:: Extracted entries
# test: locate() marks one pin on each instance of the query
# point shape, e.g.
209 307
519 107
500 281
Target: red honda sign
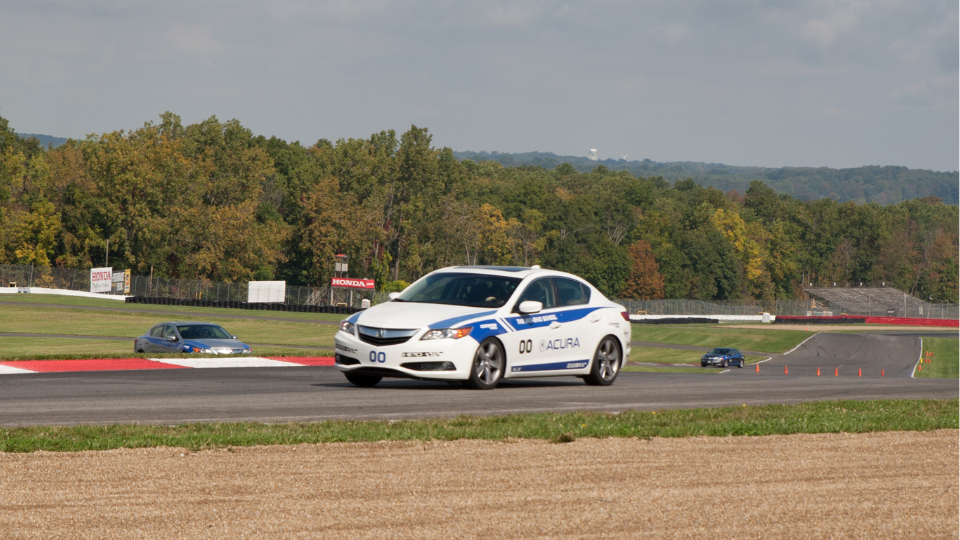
352 283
::::
- Directions: Reproduce the listing exactly, but keep its images out of the copy.

- Written reply:
# test: locate() marks one pin on each instance of the query
# point shape, e.g.
209 307
519 107
500 281
Target: red honda sign
352 283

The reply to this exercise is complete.